#### Input:

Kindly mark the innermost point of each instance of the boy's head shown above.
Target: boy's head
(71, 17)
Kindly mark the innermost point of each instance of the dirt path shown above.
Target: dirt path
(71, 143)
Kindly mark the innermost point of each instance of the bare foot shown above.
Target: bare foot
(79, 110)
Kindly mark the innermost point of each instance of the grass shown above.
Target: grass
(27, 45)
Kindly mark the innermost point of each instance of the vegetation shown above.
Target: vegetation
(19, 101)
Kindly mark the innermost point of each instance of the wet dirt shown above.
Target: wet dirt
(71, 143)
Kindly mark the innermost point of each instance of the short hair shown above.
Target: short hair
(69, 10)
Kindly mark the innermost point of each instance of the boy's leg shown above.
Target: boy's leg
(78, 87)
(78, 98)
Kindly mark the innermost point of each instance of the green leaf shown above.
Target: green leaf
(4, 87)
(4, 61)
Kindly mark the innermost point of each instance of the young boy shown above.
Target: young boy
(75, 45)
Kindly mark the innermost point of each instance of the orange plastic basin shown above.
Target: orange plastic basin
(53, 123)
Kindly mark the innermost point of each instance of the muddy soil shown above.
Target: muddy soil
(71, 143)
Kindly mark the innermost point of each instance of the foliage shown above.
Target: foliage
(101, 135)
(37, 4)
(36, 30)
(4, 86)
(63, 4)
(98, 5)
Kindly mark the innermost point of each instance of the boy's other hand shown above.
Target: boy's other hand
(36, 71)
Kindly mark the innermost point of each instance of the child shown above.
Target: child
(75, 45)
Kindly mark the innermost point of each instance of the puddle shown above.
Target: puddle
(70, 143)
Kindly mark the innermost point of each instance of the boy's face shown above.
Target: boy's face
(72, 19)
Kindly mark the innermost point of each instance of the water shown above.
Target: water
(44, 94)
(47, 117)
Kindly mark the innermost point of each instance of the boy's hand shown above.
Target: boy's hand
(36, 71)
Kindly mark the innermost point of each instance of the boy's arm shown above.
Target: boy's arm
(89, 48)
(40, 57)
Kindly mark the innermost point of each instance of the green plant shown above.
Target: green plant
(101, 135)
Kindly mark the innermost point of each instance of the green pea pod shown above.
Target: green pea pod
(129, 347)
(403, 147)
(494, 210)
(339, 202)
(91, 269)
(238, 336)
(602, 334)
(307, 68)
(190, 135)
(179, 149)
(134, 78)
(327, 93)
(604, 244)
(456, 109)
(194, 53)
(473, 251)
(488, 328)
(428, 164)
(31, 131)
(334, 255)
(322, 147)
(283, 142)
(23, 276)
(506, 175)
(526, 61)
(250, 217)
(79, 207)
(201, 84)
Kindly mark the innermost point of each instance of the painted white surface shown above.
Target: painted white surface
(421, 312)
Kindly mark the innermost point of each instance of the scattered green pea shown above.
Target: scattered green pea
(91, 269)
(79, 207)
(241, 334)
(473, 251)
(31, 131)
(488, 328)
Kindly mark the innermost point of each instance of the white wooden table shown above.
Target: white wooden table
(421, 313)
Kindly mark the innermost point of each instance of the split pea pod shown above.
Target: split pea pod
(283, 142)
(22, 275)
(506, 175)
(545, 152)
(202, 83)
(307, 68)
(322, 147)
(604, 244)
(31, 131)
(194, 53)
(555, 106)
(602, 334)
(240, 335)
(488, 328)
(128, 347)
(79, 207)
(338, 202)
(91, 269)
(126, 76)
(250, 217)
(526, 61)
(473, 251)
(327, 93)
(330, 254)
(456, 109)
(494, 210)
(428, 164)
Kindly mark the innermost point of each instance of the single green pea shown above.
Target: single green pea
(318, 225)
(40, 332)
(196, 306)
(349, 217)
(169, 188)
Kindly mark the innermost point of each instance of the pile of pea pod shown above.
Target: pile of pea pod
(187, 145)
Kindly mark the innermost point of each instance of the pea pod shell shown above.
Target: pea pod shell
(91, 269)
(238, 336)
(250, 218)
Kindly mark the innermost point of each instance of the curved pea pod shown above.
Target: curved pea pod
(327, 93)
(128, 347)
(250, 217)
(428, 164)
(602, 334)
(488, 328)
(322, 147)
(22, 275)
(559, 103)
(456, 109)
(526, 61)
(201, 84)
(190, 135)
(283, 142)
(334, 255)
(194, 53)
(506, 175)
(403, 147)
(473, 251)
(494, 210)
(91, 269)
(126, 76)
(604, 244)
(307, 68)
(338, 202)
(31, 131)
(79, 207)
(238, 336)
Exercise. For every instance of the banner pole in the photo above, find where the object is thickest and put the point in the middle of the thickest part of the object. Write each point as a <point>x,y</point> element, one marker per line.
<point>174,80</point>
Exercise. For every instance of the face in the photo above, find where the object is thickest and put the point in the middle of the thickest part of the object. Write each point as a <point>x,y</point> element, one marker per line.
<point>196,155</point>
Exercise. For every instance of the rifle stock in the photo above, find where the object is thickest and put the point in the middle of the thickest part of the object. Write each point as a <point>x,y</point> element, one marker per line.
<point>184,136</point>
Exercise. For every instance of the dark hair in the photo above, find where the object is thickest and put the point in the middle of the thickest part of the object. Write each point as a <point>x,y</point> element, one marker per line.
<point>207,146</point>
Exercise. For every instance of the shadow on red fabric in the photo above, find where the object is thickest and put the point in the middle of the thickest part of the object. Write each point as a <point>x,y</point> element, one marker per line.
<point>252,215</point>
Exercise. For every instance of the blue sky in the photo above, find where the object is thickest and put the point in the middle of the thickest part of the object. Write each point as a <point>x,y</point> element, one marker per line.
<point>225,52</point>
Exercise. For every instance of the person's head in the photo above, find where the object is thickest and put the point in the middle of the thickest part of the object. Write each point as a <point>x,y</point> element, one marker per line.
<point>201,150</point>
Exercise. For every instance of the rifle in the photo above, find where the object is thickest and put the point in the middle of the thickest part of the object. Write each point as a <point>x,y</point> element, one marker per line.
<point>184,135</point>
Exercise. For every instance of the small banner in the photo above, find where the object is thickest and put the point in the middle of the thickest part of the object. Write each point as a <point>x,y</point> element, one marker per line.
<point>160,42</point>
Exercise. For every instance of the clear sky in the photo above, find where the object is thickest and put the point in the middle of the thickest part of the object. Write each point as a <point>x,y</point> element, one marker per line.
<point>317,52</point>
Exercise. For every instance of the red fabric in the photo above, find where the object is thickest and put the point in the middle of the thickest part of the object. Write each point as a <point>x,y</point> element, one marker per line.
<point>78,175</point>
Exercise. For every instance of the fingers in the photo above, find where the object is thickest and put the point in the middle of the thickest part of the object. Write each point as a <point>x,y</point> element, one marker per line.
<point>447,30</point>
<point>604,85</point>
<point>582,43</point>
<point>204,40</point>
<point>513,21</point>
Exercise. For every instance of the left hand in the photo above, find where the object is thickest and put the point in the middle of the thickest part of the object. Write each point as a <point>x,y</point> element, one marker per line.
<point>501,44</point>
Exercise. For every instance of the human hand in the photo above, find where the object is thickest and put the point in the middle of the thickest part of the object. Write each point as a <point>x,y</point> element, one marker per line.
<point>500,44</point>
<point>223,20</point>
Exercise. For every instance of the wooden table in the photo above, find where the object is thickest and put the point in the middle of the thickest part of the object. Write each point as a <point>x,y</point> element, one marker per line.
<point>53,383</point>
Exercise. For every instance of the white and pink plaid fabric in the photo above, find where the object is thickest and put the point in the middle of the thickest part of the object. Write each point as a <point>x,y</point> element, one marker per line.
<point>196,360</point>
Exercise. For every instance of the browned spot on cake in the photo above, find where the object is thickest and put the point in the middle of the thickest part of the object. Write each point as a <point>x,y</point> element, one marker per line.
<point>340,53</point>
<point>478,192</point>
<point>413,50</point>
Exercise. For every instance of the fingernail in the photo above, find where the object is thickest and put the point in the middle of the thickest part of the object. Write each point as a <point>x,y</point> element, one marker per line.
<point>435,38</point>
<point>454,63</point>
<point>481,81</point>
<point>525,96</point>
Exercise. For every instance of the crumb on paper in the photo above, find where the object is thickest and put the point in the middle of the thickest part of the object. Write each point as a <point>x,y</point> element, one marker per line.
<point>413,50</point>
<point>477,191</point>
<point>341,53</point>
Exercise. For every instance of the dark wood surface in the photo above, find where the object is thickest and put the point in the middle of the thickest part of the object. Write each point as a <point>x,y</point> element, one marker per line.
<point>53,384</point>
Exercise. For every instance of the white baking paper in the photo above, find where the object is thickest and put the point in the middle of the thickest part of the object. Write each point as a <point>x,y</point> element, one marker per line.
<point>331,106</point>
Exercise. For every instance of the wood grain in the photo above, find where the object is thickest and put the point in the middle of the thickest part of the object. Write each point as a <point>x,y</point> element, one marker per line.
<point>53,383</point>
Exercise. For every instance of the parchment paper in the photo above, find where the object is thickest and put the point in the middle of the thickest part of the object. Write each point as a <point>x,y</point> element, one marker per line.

#### Short task:
Convert the entries, from the line containing "Exercise. For every instance of the white baking" through the last line of the entries, into a JSON array of strings with one string per line and blank lines omitted.

#### Output of the task:
[
  "Exercise. For every instance of the white baking paper in the photo above, find where the object is thickest and put the point in the middle of the thickest part of the object. Write each point as a <point>x,y</point> element, one marker per line.",
  "<point>331,106</point>",
  "Exercise. For every instance of the wood grain in the photo above, find where the object is thickest and put the point in the middle of the thickest part of the object. Write each point as a <point>x,y</point> element, one marker per line.",
  "<point>53,383</point>",
  "Exercise. For every instance of the parchment paper in the photo above, find where the object is thickest and put the point in the middle of the thickest part of the object. Write each point as a <point>x,y</point> element, one marker per line."
]